_Stated task:_ Reproduce the lines below word for word, starting at the line that contains "the black nose" and ending with the final line.

_Stored rows:_
—————
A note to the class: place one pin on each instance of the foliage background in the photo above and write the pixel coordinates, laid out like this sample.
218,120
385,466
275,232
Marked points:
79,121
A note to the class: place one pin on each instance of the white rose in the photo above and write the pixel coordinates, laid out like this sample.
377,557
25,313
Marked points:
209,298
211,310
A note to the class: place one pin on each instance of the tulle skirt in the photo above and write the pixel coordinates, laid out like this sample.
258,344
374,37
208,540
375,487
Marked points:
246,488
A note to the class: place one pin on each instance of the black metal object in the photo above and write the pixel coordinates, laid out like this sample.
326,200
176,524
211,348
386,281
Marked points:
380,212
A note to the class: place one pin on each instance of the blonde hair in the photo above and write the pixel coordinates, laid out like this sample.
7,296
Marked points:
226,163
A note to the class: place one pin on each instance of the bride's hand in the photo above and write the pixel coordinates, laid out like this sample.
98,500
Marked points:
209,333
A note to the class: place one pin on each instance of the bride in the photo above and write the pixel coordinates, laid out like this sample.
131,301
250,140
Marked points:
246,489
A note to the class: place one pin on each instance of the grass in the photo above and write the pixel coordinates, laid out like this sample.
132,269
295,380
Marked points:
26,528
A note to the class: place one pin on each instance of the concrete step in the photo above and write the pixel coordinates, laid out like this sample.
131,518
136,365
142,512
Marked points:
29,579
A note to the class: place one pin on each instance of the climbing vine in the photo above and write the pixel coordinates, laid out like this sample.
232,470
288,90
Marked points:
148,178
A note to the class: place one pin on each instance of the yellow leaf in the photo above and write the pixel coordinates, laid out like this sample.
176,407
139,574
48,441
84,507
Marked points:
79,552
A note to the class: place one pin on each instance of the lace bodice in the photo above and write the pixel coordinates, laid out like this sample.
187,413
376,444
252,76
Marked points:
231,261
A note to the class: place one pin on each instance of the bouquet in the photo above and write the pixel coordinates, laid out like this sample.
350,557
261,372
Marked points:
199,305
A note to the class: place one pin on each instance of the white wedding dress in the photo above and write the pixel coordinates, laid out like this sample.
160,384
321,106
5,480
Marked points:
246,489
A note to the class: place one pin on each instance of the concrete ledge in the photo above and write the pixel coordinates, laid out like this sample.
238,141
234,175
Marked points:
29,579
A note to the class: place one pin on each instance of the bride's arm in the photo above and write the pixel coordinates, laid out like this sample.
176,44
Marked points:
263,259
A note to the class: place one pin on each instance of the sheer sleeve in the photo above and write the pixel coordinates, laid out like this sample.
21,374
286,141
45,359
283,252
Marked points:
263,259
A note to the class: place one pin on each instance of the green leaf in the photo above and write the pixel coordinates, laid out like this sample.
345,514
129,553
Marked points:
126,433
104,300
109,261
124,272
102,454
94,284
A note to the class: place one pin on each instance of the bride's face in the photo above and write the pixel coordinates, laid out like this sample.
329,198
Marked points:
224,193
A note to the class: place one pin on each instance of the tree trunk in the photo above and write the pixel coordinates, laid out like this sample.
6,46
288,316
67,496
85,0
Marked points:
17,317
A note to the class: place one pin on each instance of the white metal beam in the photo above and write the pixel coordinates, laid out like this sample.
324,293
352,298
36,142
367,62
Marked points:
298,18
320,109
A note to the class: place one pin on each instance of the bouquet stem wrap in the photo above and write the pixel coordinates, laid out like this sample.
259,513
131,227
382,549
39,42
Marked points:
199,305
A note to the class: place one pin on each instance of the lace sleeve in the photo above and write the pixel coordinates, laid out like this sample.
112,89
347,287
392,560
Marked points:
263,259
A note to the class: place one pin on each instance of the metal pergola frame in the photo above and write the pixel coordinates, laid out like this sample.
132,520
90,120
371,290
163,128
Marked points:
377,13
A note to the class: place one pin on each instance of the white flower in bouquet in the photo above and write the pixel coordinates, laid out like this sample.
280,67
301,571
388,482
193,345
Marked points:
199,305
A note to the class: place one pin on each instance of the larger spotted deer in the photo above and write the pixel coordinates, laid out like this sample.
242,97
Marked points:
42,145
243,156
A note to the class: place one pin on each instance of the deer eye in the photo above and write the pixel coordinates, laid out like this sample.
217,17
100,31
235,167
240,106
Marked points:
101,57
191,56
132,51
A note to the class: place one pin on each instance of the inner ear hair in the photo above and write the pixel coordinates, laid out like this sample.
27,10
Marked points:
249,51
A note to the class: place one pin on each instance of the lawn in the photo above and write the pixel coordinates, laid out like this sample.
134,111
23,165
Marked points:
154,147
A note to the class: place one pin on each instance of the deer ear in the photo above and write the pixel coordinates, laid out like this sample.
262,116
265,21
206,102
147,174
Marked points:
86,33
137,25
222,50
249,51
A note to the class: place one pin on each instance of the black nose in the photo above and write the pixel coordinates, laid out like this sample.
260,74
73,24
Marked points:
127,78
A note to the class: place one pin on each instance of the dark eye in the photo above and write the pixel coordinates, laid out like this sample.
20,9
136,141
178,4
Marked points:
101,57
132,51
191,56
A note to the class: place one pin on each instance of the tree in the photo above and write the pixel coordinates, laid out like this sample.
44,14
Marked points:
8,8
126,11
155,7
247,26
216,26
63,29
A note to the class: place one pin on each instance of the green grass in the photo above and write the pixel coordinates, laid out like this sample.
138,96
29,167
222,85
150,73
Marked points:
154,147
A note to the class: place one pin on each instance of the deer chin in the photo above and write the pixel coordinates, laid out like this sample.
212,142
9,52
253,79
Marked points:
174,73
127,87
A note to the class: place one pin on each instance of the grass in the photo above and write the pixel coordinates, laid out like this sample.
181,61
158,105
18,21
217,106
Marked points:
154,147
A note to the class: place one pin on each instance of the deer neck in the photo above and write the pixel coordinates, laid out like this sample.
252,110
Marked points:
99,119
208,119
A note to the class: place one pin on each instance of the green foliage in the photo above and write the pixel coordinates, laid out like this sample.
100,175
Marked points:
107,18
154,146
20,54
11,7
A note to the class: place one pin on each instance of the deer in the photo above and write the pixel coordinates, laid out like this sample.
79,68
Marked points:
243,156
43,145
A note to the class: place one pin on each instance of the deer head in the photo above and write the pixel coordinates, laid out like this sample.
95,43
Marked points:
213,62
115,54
—————
_Exercise answer:_
A note to the class: place one pin on each instance of the black nose in the photo above and write the pixel coordinates, laid out like this sample.
260,74
73,24
Marked points:
127,78
A note to the class: place one pin on each instance of the dark eye in the photo above and write the pixel coordinates, laid out like this sample.
20,9
136,141
178,4
Marked points:
101,57
132,51
191,56
A note to the class: place one pin on each instance of the tree in the photo above and write the pixel coordinates, laid out like this sample.
44,14
Marked points:
8,8
126,11
155,7
247,26
216,26
63,29
A note to the class: place one pin on each instance of the green grass in the photo above and write the pixel coordinates, laid out like this sample.
138,96
29,167
222,85
150,73
Marked points:
154,147
A note to the class: place one pin on each instance of the deer chin in the photo above and write the pixel coordinates, laid out like this sample.
212,142
9,52
253,79
Marked points:
174,73
127,87
A note to the class: place one pin on each instance of the grass in the photo above and write the pixel coordinates, laid out like this sample.
181,61
158,105
18,21
217,106
Marked points:
154,147
A note to the class: place one pin on each instance of the deer neck in the photo above and write the pixel coordinates, laid out like this sample.
252,110
Marked points:
99,119
208,119
A note to the class: place one pin on each instance of the green foliage in the photo above and write the pixel coordinates, laid out like this sample.
100,175
Marked points:
107,18
154,146
20,54
11,7
A note to the class: place one pin on each instance of the deer in the photo above and write the pixel coordinates, laid out like this sample.
79,68
Marked points:
243,156
43,145
A note to the class: place one pin on each instance of the deer head in the photo above and write the pixel coordinates, laid out like this sample.
95,43
Marked points:
213,62
115,54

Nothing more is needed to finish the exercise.